Your assignment: Reproduce only this range: the line holding "Would you mind pointing out the shrub" through the last line of the data below, both included, exactly, with no pictures.

________________________

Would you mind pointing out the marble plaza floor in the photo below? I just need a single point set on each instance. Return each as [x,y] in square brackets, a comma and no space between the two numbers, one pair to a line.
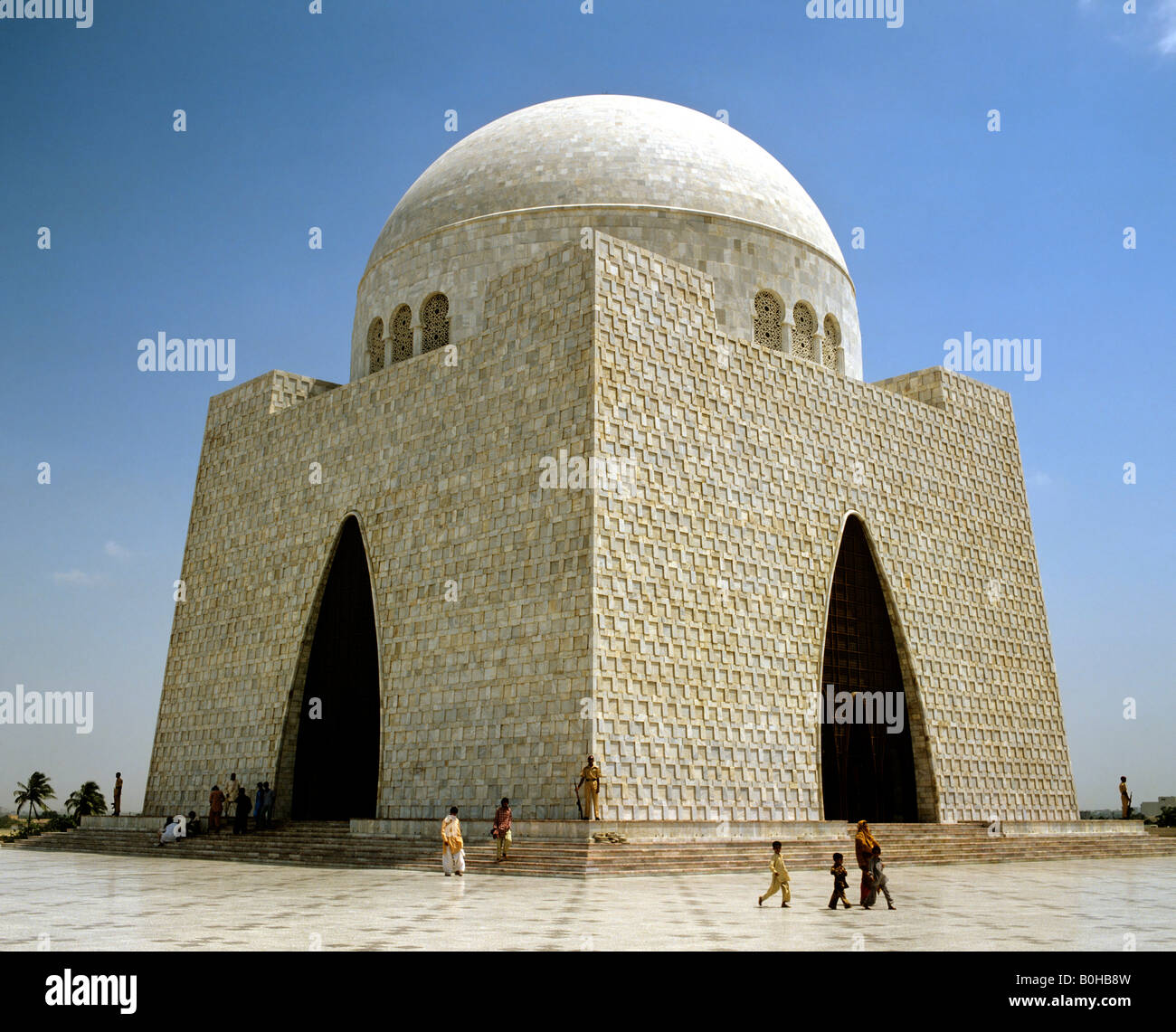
[87,902]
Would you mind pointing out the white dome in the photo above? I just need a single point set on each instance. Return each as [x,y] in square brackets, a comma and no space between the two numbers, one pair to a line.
[608,152]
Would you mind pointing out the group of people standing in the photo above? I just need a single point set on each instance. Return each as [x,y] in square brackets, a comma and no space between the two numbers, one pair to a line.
[235,800]
[868,855]
[453,847]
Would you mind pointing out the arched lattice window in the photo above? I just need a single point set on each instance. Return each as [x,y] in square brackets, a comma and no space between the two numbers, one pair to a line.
[830,350]
[401,334]
[375,346]
[768,315]
[435,322]
[803,330]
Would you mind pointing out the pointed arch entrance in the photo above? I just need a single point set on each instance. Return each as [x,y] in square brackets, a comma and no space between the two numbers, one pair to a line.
[336,729]
[871,728]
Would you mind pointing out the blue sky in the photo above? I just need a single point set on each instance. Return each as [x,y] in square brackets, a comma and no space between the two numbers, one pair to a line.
[298,120]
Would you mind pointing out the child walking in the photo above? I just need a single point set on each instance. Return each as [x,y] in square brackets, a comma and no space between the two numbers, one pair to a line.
[839,882]
[779,877]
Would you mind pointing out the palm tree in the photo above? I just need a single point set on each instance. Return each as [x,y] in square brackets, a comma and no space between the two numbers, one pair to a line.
[33,793]
[86,801]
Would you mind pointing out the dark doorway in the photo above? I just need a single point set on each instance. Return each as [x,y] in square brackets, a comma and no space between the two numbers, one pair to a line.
[337,761]
[866,772]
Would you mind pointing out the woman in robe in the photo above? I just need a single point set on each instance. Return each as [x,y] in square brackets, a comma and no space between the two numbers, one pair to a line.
[863,850]
[453,854]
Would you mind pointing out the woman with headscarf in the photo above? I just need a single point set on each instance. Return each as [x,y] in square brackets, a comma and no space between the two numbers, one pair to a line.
[863,850]
[453,854]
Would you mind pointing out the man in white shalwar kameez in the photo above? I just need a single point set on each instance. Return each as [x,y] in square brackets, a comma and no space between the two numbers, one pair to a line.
[453,854]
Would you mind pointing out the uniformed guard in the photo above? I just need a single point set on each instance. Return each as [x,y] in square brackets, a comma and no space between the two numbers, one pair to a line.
[589,777]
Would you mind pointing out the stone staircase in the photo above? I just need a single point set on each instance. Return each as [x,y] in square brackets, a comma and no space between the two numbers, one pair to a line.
[330,844]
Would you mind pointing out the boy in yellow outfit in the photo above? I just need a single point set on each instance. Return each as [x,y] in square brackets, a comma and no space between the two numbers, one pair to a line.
[779,877]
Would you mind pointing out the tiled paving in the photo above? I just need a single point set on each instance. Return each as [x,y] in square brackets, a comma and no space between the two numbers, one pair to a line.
[82,902]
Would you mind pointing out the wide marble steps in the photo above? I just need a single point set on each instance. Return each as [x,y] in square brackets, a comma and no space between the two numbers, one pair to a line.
[330,844]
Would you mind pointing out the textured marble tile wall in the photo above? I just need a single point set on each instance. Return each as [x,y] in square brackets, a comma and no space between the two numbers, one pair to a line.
[710,581]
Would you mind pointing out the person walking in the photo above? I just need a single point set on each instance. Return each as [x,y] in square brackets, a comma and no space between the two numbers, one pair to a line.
[589,777]
[501,830]
[453,854]
[215,808]
[839,882]
[242,822]
[259,808]
[863,850]
[779,878]
[231,792]
[878,876]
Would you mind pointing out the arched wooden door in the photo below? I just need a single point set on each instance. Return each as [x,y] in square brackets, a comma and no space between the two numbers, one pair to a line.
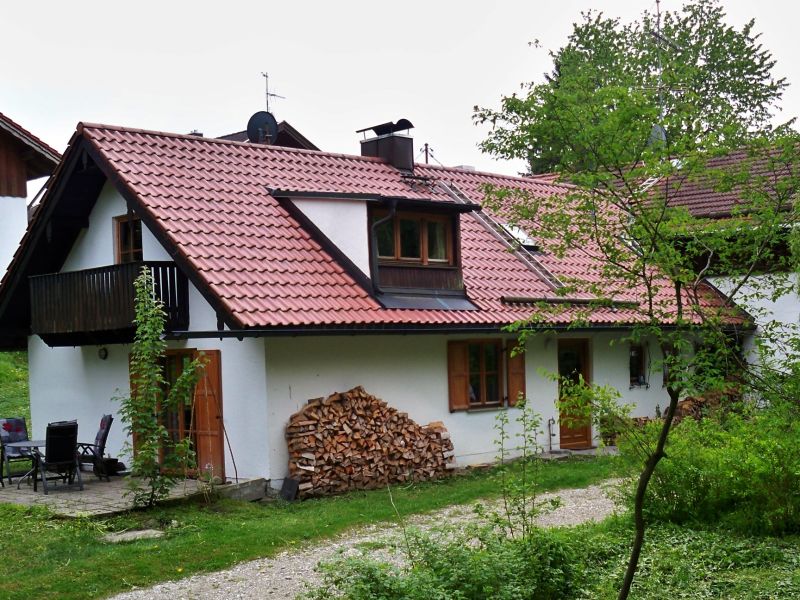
[202,420]
[573,360]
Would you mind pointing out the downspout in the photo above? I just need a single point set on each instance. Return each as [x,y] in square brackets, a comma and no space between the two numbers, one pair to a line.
[373,243]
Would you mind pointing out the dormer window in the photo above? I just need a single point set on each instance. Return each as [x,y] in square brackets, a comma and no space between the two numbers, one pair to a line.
[415,239]
[128,239]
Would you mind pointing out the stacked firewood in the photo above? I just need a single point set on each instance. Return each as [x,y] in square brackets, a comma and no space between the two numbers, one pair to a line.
[353,440]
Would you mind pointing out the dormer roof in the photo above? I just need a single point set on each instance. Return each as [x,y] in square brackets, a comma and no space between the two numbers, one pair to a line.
[209,203]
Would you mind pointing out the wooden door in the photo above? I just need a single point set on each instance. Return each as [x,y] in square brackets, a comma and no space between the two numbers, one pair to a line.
[573,360]
[208,434]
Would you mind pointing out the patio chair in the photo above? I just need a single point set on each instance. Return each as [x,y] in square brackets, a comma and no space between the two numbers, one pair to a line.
[93,453]
[12,430]
[60,455]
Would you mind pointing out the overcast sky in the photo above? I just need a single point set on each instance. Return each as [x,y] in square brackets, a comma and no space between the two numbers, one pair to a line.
[342,66]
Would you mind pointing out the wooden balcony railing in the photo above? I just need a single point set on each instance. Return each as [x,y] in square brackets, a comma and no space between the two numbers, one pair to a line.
[97,305]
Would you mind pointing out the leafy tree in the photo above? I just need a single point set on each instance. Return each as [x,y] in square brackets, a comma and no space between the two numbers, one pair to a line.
[710,79]
[593,119]
[159,461]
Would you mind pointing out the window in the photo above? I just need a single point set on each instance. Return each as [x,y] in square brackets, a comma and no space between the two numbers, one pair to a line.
[637,368]
[484,374]
[128,236]
[415,238]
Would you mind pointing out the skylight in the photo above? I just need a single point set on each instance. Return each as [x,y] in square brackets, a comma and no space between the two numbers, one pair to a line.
[521,236]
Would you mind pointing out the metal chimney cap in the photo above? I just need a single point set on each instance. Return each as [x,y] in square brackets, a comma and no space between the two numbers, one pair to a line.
[390,127]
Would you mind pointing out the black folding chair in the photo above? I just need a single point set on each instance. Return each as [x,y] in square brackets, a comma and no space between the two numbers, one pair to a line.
[12,430]
[93,453]
[60,455]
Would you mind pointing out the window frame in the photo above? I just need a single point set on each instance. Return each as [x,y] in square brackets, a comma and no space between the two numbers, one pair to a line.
[423,219]
[132,253]
[510,374]
[485,402]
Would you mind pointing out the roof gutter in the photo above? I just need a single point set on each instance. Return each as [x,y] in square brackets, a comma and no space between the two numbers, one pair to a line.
[400,201]
[373,244]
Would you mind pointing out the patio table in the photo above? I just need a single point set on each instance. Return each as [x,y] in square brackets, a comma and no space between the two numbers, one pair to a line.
[26,445]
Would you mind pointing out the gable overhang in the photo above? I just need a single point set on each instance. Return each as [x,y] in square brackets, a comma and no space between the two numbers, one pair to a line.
[401,202]
[61,215]
[224,315]
[40,159]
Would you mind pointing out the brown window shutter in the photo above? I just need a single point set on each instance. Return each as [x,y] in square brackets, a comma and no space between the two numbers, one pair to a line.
[515,375]
[458,375]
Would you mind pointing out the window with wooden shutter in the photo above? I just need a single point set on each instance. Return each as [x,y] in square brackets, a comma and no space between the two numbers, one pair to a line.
[458,375]
[475,370]
[515,373]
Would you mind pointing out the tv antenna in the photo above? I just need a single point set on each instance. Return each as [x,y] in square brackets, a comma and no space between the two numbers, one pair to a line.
[267,93]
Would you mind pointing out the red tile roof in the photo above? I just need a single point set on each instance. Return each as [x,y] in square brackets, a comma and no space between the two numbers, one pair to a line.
[211,199]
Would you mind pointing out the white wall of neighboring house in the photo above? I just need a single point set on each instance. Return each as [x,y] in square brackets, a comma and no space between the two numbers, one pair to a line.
[14,217]
[265,380]
[344,222]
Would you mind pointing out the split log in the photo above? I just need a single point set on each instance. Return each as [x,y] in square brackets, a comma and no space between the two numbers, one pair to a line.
[353,440]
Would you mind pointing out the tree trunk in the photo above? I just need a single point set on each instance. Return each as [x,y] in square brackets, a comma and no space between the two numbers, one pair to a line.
[641,489]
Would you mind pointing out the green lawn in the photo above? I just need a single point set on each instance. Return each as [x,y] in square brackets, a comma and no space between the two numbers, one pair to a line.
[66,559]
[688,562]
[14,385]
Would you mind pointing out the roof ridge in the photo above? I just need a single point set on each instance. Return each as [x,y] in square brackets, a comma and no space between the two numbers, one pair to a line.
[82,126]
[527,180]
[47,148]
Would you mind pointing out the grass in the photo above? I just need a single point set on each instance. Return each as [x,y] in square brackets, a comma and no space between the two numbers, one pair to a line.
[67,559]
[688,562]
[14,385]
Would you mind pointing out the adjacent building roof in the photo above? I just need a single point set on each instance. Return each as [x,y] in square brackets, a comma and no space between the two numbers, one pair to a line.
[703,198]
[43,159]
[212,204]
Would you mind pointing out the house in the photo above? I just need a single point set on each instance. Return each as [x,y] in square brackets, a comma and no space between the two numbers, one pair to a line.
[300,273]
[771,294]
[23,157]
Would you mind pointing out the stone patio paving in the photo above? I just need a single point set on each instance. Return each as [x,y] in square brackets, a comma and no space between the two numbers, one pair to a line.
[98,498]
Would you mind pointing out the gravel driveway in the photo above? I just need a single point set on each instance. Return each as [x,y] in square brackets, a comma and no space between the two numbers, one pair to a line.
[284,575]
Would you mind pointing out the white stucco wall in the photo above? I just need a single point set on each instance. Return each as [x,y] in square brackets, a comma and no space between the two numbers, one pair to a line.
[69,383]
[410,373]
[73,383]
[344,222]
[783,311]
[14,219]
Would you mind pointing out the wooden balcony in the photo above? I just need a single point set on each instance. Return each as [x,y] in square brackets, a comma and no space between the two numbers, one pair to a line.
[96,306]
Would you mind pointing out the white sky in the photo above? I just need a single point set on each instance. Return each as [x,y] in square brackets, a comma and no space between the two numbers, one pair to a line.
[343,65]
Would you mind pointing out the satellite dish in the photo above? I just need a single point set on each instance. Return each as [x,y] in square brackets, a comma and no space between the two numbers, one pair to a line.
[658,135]
[262,128]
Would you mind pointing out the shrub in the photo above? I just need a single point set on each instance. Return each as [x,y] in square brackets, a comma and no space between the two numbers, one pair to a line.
[742,469]
[539,566]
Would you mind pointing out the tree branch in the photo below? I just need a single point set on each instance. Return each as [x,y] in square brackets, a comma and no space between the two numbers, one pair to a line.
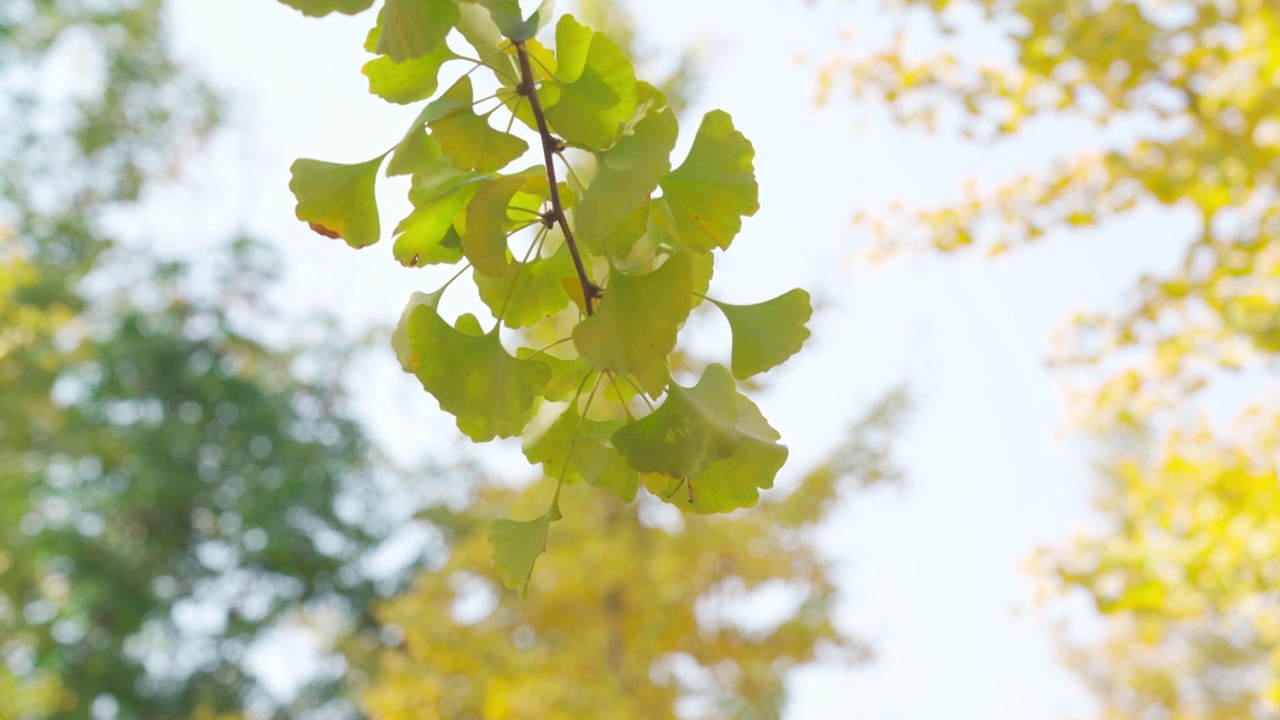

________________________

Solved exercise:
Would you mind pointing out the shrub in the photo above? I just need a single point set on each instance. Return each as [x,y] in square brackets, a comma and no space between the two numbers, one pair to a line.
[742,469]
[539,566]
Would you mind pointing out the tree branch in the photo below? I just need a single point set on each instance. Return each as [x,y] in square brackets, a comma and no space between the two numbers, one pair to a line.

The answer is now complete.